Start of TEXT

JAMA Network Open 2021 August 3
Importance: Hypereosinophilic syndromes (HESs) are a rare group of disorders that result in overproduction of eosinophils, leading to tissue damage. Thrombotic complications in HES and associated risk factors in this patient population have not been extensively studied.

Objective: To investigate the rates of and risk factors associated with thrombotic events in patients with HES, including markers of clonal hematopoiesis as evidenced by molecular aberrations on next-generation sequencing.

Design, Setting, and Participants: This retrospective cohort study evaluated patients seen at Brigham and Women's Hospital and Harvard Medical School in Boston, Massachusetts, from January 1, 2015, to January 1, 2020. Patients who had hypereosinophilia with an absolute eosinophil count of 1500 cells/μL or greater on 2 separate occasions at least 1 month apart and who underwent genetic or molecular testing as part of their work-up were included. Patients with secondary eosinophilia were excluded.

Main Outcomes and Measures: Symptomatic and asymptomatic arterial and venous thrombotic events after the diagnosis of HES and all-cause death.

Results: A total of 71 patients (median age, 58 years [interquartile range (IQR), 43-67 years]; 36 women [51%]; 57 White patients [80%]) were included. Patients had a median follow-up time of 29 months (IQR, 19-49 months). Seventeen patients (24%) had 1 or more thrombotic events, including 11 venous thromboembolic events and 11 arterial thrombotic events (8 patients had ≥1 event and 3 patients had recurrent events). Patients with 1 or more thrombotic events had a higher median Eastern Cooperative Oncology Group performance status (median, 1 [IQR, 1-2] vs 0 [IQR, 0-1]; P = .002), had more frequent cardiac involvement (7 of 17 events [41%] vs 6 of 54 events [11%]; P = .01), more frequently received treatment (17 of 17 events [100%] vs 40 of 54 events [74%]; P = .02), and had more molecular aberrations on next-generation sequencing (12 of 17 [71%] vs 12 of 54 [26%]; P = .003) vs patients without thrombosis. After multivariable analysis, the presence of molecular aberration was associated with increased odds of thrombosis (adjusted odds ratio, 5.4; 95% CI, 1.1-27.7). Death occurred more frequently in patients with thrombotic events compared with those without (6 of 17 [35%] vs 2 of 54 [4%]; P = .002) and in patients with molecular aberrations compared with those without (6 of 24 [25%] vs 1 of 40 [3%]; P = .009), although only thrombotic events were significantly associated with increased odds of death after multivariable analysis.

End of TEXT
Start of PROVIDED RECORDS

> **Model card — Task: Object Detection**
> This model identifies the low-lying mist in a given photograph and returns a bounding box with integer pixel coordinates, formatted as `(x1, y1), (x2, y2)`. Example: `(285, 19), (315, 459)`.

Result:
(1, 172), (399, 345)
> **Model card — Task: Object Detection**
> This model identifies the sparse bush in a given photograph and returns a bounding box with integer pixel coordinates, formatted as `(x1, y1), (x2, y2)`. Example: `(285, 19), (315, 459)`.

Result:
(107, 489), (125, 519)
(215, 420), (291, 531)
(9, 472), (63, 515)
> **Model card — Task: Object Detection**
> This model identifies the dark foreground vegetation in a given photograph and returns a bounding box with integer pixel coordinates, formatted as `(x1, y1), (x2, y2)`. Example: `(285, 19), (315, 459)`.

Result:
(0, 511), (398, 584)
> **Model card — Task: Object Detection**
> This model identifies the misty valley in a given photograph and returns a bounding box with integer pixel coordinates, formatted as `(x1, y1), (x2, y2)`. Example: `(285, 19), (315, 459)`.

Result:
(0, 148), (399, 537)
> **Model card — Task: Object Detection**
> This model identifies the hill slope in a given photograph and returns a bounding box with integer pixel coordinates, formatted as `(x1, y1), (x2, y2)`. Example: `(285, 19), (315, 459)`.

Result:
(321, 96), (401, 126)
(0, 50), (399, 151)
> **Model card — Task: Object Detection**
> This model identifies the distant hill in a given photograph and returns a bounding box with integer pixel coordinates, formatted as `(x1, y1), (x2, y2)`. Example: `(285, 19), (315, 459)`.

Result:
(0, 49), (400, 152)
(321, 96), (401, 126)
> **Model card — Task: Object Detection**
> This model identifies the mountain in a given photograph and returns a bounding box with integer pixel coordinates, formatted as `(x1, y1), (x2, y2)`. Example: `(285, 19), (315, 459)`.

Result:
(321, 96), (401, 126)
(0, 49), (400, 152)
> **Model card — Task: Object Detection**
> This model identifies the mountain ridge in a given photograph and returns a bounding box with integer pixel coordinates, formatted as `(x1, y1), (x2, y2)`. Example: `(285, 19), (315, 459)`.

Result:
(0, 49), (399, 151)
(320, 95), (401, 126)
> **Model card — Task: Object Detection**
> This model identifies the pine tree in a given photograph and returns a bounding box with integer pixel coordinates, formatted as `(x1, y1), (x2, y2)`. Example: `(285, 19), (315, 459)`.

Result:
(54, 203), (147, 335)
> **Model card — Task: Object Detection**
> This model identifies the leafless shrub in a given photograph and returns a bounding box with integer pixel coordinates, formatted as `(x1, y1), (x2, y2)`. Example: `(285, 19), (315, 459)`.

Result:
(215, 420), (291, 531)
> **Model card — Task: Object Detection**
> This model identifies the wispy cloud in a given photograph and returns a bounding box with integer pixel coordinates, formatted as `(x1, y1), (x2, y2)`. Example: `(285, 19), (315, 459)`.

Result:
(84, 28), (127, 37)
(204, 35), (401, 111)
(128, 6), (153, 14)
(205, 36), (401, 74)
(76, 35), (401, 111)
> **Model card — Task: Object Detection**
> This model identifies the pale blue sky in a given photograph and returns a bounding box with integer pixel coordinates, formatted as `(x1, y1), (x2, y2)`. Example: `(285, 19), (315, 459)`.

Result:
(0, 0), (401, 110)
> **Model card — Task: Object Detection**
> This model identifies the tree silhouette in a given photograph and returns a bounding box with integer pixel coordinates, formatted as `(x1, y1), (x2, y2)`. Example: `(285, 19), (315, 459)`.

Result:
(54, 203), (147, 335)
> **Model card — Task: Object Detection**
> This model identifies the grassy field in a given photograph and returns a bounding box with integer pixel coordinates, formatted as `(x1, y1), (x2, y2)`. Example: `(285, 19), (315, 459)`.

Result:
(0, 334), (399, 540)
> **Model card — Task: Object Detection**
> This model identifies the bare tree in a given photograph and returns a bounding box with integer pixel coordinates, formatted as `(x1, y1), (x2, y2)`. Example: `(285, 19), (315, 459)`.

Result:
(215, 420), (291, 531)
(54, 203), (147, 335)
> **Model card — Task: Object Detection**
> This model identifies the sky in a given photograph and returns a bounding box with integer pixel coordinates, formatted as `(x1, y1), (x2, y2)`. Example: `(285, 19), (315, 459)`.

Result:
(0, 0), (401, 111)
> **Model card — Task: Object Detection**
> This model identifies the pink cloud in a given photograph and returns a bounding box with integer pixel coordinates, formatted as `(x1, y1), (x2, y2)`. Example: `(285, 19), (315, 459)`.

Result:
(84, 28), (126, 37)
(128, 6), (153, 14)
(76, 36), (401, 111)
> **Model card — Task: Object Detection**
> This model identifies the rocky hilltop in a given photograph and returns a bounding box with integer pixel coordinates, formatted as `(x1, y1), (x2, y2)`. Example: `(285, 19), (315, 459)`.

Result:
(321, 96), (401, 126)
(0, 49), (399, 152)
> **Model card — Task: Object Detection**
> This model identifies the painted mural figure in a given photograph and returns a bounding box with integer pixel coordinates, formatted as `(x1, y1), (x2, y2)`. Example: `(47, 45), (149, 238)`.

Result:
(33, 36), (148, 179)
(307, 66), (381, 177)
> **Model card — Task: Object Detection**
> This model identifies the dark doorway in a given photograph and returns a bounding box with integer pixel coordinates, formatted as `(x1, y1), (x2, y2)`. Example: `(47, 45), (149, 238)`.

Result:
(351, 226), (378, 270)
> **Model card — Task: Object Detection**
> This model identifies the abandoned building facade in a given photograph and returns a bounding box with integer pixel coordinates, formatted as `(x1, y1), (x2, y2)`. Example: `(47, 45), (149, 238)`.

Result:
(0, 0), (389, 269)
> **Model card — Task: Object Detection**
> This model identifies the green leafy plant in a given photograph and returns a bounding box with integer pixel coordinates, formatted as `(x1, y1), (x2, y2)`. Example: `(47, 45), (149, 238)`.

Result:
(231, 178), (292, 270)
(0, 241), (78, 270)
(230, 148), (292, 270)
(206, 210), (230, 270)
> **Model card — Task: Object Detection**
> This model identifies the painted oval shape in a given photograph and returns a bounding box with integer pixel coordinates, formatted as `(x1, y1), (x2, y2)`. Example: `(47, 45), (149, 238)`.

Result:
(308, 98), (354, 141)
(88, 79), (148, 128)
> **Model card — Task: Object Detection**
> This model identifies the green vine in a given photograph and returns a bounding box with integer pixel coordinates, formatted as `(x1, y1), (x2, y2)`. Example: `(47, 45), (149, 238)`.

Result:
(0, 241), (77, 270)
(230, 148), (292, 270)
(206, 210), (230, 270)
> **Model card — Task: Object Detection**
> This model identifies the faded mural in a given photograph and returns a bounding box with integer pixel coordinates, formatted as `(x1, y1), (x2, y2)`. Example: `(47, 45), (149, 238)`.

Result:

End of PROVIDED RECORDS

REQUIRED WORK | In the abstract on hypereosinophilic syndromes, what was the median follow-up time for patients?

SOLVED EXERCISE | 29 months (IQR, 19-49 months)